Tasks to complete:
1. Answer these questions about the passage on Smyre and the INVEST boys:
(a) What did Ayden ask Smyre?
(b) Where did Smyre take the boys in March?
(c) What did the workshop there include?
2. Could you carry on the passage about Smyre's work with the INVEST boys, starting right after its last sentence?

Passage:

-.-.-

Then, in the way only an impressionable 5-year-old child could, Ayden asked Smyre, “Can I go to college tomorrow?”
Needless to say, college is a ways off for Ayden and many of the other boys ages 7-14 who are members of INVEST. But if Smyre has his way, by the time the boys are sophomores and juniors in high school, the question won’t be whether they’re going to attend college but instead where.
Of course, exposing the boys to colleges and universities is great, but Smyre also wants them to have a good sense of the way things work in everyday life. So in March he took them to Duke Energy’s Salisbury office where they sat through an introductory workshop on engineering that included videos, demonstrations, illustrations and a Q&A session.
“I want to maximize the potential of these young men,” Smyre said. “So when I sit around and try to develop activities for them or think of places or people to visit, I’m constantly pondering what will be the value added to their lives, or what will they get from it.”
Think what Smyre’s doing with the young boys in the Salisbury-Rowan County community sounds like a benevolent social experiment at best? Think again.

-.-.-

Records from a data source:
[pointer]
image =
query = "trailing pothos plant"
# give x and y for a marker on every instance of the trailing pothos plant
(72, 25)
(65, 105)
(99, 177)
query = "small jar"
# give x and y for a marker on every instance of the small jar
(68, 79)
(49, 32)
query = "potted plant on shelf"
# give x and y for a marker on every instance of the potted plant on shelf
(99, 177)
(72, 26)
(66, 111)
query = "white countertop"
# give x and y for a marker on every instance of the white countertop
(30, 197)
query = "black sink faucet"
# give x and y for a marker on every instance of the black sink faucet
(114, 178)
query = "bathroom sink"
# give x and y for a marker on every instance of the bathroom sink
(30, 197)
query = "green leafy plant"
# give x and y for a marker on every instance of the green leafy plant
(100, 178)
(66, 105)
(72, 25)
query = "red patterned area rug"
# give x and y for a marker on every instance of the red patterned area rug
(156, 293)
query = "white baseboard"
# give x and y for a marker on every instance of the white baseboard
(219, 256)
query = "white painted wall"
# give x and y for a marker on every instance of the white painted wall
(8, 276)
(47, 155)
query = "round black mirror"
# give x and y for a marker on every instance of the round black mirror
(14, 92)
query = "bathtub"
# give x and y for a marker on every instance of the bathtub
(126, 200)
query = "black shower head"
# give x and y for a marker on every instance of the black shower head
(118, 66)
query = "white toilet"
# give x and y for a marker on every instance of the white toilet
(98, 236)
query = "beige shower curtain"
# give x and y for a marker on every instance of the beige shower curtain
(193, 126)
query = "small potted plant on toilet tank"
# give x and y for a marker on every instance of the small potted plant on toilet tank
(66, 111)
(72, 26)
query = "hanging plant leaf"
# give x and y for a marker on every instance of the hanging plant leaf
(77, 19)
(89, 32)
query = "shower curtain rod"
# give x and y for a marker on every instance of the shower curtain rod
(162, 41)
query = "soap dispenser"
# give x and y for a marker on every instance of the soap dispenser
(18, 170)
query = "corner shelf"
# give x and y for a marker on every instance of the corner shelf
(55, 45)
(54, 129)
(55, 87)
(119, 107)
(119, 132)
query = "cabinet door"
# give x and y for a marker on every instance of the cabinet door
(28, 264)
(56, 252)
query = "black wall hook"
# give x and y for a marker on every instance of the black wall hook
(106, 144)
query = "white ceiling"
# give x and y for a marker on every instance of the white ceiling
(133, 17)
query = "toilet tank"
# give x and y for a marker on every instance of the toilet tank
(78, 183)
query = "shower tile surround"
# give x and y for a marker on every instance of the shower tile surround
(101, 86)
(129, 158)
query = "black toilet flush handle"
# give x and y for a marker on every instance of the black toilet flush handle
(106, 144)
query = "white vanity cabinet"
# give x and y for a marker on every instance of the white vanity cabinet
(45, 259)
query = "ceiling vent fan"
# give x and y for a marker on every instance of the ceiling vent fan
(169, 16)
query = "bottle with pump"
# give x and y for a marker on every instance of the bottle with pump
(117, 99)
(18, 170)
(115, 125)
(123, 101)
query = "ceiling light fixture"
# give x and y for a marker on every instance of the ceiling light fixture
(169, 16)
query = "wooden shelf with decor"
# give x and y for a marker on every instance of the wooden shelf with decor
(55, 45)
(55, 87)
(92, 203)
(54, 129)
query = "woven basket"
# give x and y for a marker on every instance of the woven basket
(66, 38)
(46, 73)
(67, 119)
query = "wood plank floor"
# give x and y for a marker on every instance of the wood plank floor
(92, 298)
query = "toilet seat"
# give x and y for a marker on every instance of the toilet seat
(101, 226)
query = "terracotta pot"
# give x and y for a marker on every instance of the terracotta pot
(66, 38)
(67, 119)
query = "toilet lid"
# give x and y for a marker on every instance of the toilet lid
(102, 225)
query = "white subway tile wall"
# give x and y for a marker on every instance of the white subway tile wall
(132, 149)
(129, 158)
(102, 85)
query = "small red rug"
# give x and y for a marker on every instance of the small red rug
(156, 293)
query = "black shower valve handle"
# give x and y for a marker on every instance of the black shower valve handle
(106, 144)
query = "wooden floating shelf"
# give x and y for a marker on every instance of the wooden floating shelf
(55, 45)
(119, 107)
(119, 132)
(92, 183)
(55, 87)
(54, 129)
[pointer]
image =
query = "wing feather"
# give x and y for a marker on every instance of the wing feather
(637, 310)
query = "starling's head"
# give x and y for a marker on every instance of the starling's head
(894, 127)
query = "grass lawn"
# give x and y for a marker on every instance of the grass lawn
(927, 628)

-.-.-

Task-by-task answers:
1.
(a) "Can I go to college tomorrow?"
(b) Duke Energy's Salisbury office.
(c) Videos, demonstrations, illustrations and a Q&A session.

2.
He did the same thing with his three sons, who are all now grown and doing quite well. Chris, 25, is a second-year medical student at The University of Chicago. Russell, Jr., 23, is getting a master’s degree in engineering at N.C. A&T. His youngest son, Scott, 20, is a sophomore at Wake Forest University, where he’s majoring in bio-physics in hopes of becoming a bio-medical engineer.
“I think what Pastor Smyre’s doing is fantastic because there are a lot of young men around here that really don’t have positive role models in their lives,” said Nico French of East Spencer, whose 9-year-old son Xavier participates with Invest. “Growing up back in the day young kids had ‘The Cosby Show’ and other TV shows to help motivate them to want to attend college, but nowadays they’re not really getting much inspiration with all of the reality shows and other programs that are on. For many of the kids in INVEST, they wouldn’t get the chance to visit a college in another city or to learn how to build checker boards or to meet with professional men and women if it wasn’t for the work Pastor Smyre is doing. I’m very grateful for him and am glad my son is part of the organization.”
Christian Hunter, 10, a student at Hurley Elementary School in Salisbury, is a member of INVEST.
“I really like the program because it might help me achieve my dreams,” said Christian, who wants to be an artist because he enjoys drawing different pictures. “I think of Pastor Smyre as a role model because I don’t have an older brother and my dad isn’t with us. He helps me understand stuff and goes over words with me so I will learn.”
Christian said he enjoyed the trip to UNC-Greensboro, his first visit to a college campus.
“I think more people should get to do that because they can learn what college is like,” he said. “I appreciate my mom for putting me in the INVEST program.”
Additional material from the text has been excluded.